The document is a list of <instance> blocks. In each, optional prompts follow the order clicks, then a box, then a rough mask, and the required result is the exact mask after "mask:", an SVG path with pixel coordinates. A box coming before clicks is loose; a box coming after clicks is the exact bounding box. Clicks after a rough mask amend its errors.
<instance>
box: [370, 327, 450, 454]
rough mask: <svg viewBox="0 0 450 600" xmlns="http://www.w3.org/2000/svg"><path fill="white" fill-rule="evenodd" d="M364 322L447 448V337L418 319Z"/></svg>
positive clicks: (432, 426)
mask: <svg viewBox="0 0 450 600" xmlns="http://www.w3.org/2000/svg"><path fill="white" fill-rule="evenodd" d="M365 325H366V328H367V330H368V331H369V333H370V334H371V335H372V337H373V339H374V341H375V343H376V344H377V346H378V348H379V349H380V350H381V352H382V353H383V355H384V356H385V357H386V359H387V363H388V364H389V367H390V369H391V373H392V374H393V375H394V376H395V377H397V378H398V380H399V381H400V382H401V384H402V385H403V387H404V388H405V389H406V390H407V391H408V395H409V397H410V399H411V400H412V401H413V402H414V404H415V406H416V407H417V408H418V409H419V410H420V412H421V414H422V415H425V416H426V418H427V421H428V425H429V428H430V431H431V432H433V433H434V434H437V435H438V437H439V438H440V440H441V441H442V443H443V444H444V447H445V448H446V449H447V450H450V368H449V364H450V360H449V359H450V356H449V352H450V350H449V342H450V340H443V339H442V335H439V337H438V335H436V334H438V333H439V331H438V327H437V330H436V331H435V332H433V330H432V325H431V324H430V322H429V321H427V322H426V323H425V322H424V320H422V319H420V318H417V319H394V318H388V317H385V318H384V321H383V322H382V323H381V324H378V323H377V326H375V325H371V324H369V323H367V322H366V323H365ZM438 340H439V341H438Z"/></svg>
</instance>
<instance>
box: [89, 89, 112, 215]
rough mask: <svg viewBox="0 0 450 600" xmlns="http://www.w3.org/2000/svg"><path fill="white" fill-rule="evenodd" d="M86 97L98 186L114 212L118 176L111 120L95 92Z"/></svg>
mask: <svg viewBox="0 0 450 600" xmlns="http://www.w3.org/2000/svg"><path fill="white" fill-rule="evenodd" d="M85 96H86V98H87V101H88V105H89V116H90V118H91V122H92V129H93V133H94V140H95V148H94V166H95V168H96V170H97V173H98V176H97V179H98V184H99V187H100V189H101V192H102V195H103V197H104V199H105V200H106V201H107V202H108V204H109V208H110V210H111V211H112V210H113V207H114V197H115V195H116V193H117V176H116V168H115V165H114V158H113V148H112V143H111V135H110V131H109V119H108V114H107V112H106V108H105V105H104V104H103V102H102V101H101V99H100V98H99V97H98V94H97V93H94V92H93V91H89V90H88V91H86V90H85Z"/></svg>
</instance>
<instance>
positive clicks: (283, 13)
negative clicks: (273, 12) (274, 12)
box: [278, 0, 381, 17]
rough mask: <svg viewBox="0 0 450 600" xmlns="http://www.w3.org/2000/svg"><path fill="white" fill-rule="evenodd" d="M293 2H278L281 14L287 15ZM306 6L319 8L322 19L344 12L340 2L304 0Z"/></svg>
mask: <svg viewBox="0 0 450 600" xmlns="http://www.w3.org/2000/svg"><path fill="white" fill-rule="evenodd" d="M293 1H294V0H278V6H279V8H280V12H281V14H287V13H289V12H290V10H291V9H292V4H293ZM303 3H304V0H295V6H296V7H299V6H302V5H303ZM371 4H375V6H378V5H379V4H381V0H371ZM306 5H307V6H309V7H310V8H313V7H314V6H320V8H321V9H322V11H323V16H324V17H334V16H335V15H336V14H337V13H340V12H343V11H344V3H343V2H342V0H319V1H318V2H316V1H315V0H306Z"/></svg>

** Prompt **
Would you transcribe the entries above exactly as they appear?

** Solution for this problem **
The document is a list of <instance> blocks. In each, optional prompts follow the order clicks, then a box, then a rough mask, and the required result is the exact mask after "mask:", an SVG path with pixel coordinates. A box coming before clicks is loose; a box coming after clicks is the exact bounding box. Clicks after a rough mask amend its errors.
<instance>
box: [370, 327, 450, 454]
rough mask: <svg viewBox="0 0 450 600" xmlns="http://www.w3.org/2000/svg"><path fill="white" fill-rule="evenodd" d="M364 322L447 448V337L418 319Z"/></svg>
positive clicks: (432, 426)
mask: <svg viewBox="0 0 450 600" xmlns="http://www.w3.org/2000/svg"><path fill="white" fill-rule="evenodd" d="M365 325H366V328H367V330H368V331H369V333H370V334H371V335H372V337H373V339H374V341H375V343H376V344H377V346H378V348H379V349H380V350H381V352H382V353H383V355H384V356H385V357H386V359H387V363H388V364H389V367H390V369H391V373H392V374H393V375H394V376H395V377H397V378H398V380H399V381H400V382H401V384H402V385H403V387H404V388H405V389H406V390H407V391H408V395H409V397H410V399H411V400H412V401H413V402H414V404H415V406H416V407H417V408H418V409H419V410H420V412H421V414H422V415H425V416H426V418H427V421H428V425H429V428H430V431H431V432H433V433H434V434H437V435H438V437H439V438H440V440H441V441H442V443H443V444H444V447H445V448H446V449H447V450H450V368H449V364H450V360H449V359H450V356H449V352H450V350H449V342H450V340H443V339H442V335H439V337H438V335H436V334H438V333H439V331H438V327H437V330H436V331H435V332H433V330H432V325H431V324H430V322H429V321H427V322H426V323H425V322H424V320H422V319H420V318H417V319H394V318H388V317H385V318H384V321H383V322H382V323H381V324H378V323H377V326H375V325H371V324H369V323H367V322H366V323H365ZM438 340H439V341H438Z"/></svg>
</instance>
<instance>
box: [89, 89, 112, 215]
rough mask: <svg viewBox="0 0 450 600" xmlns="http://www.w3.org/2000/svg"><path fill="white" fill-rule="evenodd" d="M86 97L98 186L114 212L118 176L111 120L95 92Z"/></svg>
mask: <svg viewBox="0 0 450 600" xmlns="http://www.w3.org/2000/svg"><path fill="white" fill-rule="evenodd" d="M85 96H86V98H87V101H88V105H89V116H90V118H91V122H92V129H93V133H94V140H95V148H94V166H95V168H96V170H97V173H98V176H97V179H98V184H99V187H100V189H101V192H102V195H103V197H104V199H105V200H106V201H107V202H108V204H109V208H110V210H111V211H112V210H113V207H114V197H115V195H116V193H117V176H116V168H115V165H114V158H113V148H112V143H111V135H110V131H109V119H108V114H107V112H106V108H105V105H104V104H103V102H102V101H101V99H100V98H99V97H98V94H97V93H94V92H93V91H89V90H88V91H86V90H85Z"/></svg>
</instance>
<instance>
positive clicks: (283, 13)
negative clicks: (273, 12) (274, 12)
box: [278, 0, 381, 17]
rough mask: <svg viewBox="0 0 450 600" xmlns="http://www.w3.org/2000/svg"><path fill="white" fill-rule="evenodd" d="M293 2H278L281 14L287 15ZM306 6L319 8L322 19L344 12L340 2L304 0Z"/></svg>
mask: <svg viewBox="0 0 450 600" xmlns="http://www.w3.org/2000/svg"><path fill="white" fill-rule="evenodd" d="M293 1H294V0H278V6H279V8H280V12H281V14H287V13H289V12H290V10H291V9H292V4H293ZM303 3H304V0H295V6H296V7H299V6H302V5H303ZM371 4H375V6H378V5H379V4H381V0H371ZM306 5H307V6H309V7H310V8H313V7H314V6H320V8H321V9H322V11H323V16H324V17H334V16H335V15H336V14H337V13H340V12H343V11H344V3H343V2H342V0H319V1H318V2H316V1H315V0H306Z"/></svg>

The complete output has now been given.